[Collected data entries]
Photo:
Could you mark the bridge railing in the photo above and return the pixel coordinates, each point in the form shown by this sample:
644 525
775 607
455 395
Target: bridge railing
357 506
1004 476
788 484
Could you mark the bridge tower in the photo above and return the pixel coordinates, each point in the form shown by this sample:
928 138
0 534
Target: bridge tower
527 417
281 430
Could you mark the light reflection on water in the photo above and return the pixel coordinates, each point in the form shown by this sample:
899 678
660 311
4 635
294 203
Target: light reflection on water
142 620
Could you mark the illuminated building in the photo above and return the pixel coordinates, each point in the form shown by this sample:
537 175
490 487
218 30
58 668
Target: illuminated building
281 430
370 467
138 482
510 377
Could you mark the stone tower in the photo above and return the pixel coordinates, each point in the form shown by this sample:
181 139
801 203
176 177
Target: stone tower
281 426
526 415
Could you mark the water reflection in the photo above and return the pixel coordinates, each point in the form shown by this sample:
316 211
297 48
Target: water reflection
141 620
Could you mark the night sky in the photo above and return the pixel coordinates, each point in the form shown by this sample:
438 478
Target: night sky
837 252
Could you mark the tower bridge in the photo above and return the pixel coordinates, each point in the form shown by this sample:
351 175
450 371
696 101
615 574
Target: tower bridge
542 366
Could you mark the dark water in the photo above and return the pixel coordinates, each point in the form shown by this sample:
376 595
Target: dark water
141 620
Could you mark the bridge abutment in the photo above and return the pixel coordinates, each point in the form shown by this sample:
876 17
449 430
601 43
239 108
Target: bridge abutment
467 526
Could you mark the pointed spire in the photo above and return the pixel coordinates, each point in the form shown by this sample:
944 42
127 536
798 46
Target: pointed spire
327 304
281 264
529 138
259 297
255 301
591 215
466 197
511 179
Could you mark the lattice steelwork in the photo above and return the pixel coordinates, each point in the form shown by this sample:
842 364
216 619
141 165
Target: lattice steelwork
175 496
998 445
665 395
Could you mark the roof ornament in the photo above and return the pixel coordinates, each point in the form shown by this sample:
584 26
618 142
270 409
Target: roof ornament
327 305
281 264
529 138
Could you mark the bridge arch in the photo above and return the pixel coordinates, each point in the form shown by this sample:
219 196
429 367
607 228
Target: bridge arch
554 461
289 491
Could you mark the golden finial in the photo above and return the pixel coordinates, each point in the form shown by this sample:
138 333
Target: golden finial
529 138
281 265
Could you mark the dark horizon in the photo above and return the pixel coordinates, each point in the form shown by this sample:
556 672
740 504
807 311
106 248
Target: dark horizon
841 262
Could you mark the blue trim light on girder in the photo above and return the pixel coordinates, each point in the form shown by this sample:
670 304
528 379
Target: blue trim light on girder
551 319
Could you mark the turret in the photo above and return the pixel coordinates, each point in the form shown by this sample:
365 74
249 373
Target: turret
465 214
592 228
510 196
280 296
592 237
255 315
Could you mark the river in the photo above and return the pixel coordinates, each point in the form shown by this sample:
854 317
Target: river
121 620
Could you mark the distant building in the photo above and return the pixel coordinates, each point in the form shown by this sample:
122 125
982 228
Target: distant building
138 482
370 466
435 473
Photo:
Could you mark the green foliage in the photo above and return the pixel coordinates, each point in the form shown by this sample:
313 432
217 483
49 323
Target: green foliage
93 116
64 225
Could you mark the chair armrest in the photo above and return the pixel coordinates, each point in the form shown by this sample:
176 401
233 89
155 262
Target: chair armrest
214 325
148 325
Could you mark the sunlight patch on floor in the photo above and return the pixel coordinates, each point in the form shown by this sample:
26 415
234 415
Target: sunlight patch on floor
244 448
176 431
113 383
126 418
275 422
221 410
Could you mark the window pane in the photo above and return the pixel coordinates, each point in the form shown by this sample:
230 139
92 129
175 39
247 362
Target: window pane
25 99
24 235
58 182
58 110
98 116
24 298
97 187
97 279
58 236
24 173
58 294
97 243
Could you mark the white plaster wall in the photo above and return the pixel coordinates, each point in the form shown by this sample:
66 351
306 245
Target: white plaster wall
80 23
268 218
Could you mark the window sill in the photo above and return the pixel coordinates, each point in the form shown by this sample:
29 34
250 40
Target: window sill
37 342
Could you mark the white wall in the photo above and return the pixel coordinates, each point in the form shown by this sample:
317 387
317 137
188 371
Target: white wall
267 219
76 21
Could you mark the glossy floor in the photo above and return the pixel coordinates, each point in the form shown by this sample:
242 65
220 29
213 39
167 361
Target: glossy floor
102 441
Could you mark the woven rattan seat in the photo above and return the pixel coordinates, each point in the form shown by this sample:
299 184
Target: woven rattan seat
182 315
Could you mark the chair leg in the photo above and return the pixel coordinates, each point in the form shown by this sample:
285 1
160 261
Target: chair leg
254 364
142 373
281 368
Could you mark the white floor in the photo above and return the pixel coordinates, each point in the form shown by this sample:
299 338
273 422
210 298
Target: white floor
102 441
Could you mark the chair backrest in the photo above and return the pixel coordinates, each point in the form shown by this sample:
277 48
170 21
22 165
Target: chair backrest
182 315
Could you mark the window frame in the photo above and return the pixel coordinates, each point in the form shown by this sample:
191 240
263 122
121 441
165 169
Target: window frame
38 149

◆ **Given task**: Set out the complete listing exactly as shown.

◆ **Answer to the exercise**:
Photo:
Could you mark the bridge railing in the photo above and return the pixel coordinates, each point in the form shown by this sample:
644 525
775 607
455 395
Target: bridge railing
357 506
1004 476
788 484
Could you mark the bridge tower in the photo above and return the pixel coordinates, each point in the form shown by this sample:
928 138
0 534
Target: bridge tower
527 417
281 430
Could you mark the light reflection on water in the photo above and return the pixel coordinates, each point in the form shown by this sample:
899 678
660 311
4 635
294 203
Target: light reflection on water
142 620
Could you mark the illuminated building in the photo above and return the pixel coordinates, each point in the form shown by this sample:
537 175
490 487
218 30
58 668
Target: illuminated building
281 430
370 467
138 482
510 377
Could you mark the stone tower in the photo above and return the pixel coordinates, each point in the form shown by this sample:
181 139
801 203
176 177
Target: stone tower
281 426
526 415
Could you mark the water reflection in the photo above and return the pixel coordinates, each point in the form shown by this sample:
316 211
297 48
Target: water reflection
141 620
Could you mark the night sky in the photo above and return the pixel coordinates, each point in the form shown by this sample:
438 478
Target: night sky
837 252
Could you mark the tower bridge in the photo above and return the pixel coordinates, each point in the form shown by this sample:
351 175
450 371
696 101
615 574
Target: tower bridge
542 366
Could you mark the dark water in the photo above and return the pixel coordinates, each point in the form shown by this sample:
376 595
Target: dark water
141 620
Could you mark the bridge abutment in the photo above and return the pixel coordinates, each point in the form shown by this sample:
876 17
449 430
601 43
239 108
Target: bridge abutment
467 526
Could you mark the pointed spire in the photo above and return the pixel coordinates, each point in the form shown by this sample:
944 42
127 536
798 46
Target: pointed spire
327 304
281 264
529 138
259 297
255 301
591 215
466 197
511 179
Could you mark the lattice steelwork in the photo above and return the pixel coordinates, each point in the form shown by this sample:
842 364
216 619
141 165
Target: lattice steelwork
175 496
998 445
665 395
Could you mark the roof ornament in the photo above and return the pixel coordinates, each point in the form shown by this sample:
584 26
618 142
270 409
Target: roof ornament
327 305
281 264
529 138
Could you mark the bridge arch in the photo above and return the pixel coordinates, each point in the form shown by this sample:
219 196
429 367
607 228
Target: bridge arch
554 461
289 491
Could you mark the golden finial in the photo above and return the pixel coordinates, each point in the form shown by this sample:
138 333
Target: golden finial
529 138
281 265
Could you mark the dark horizon in the photo above and return the pixel coordinates, each point in the form shown by this sample:
556 672
740 504
807 311
106 248
Target: dark horizon
841 262
Could you mark the blue trim light on girder in the photo above and return the pixel coordinates, each point in the form shown by this sample:
670 304
528 379
Target: blue trim light on girder
551 319
Could you mark the turret in the photo above and return the pixel coordinates, each point in the form shown by this sample:
365 74
249 373
Target: turret
465 214
592 228
510 196
280 296
592 237
255 315
Could you mark the river in the photo above and return the pixel coordinates, each point in the form shown by this sample:
854 317
Target: river
121 620
Could you mark the distant building in the photo above and return the pixel coordinates, each point in the form shown by this sample:
122 125
982 228
Target: distant building
138 482
370 466
435 473
Photo:
Could you mark the green foliage in the photo above and return the pixel coordinates, each point in the form shown by this sample:
313 432
217 483
49 323
Target: green foliage
93 116
64 225
Could you mark the chair armrest in the photo above and return the pixel coordinates, each point in the form shown by this sample:
176 401
233 89
155 262
Target: chair armrest
214 325
148 325
Could you mark the sunlight patch on floor in the photo above and return the pixel coordinates, each point in the form shown by this sample:
26 415
234 415
Target: sunlight patch on floor
244 448
176 431
113 383
126 418
275 422
221 410
Could you mark the window pane in the photo above and return the pixel coordinates, each point in the form shown by this sample:
230 139
92 129
175 39
247 362
Target: window pane
25 99
24 235
58 182
58 110
98 116
24 298
97 187
97 279
58 236
24 173
58 294
97 243
Could you mark the white plaster wall in the photo above and return the pixel coordinates, each point in the form shown by this sample:
66 351
306 245
Target: white plaster wall
80 23
268 218
Could you mark the window sill in the photo above and return the pixel coordinates, each point in the form shown by this sample:
29 34
250 40
Target: window sill
37 342
Could you mark the white wall in the photo above and return the pixel coordinates, each point in the form shown by this sample:
317 387
317 137
188 371
Target: white wall
267 219
76 21
Could you mark the glossy floor in the photo above and return the pixel coordinates, each point in the form shown by this sample:
242 65
220 29
213 39
167 361
Target: glossy floor
102 441
Could you mark the woven rattan seat in the photo above and return the pixel coordinates, each point in the form shown by this sample:
299 184
Target: woven rattan seat
182 315
Could you mark the chair leg in the photo above and return the pixel coordinates, each point in the form shown by this sample:
285 1
160 261
Target: chair leg
254 364
142 373
281 368
Could you mark the white floor in the photo above and return the pixel coordinates, each point in the form shown by this sample:
299 338
273 422
210 298
Target: white floor
102 441
Could you mark the chair backrest in the photo above and return the pixel coordinates, each point in the form shown by this sample:
277 48
170 21
22 165
Target: chair backrest
182 315
Could you mark the window frame in the photo above and return the pixel coordinates, each point in the form shown by this sample:
191 240
263 122
121 441
165 169
Target: window frame
38 149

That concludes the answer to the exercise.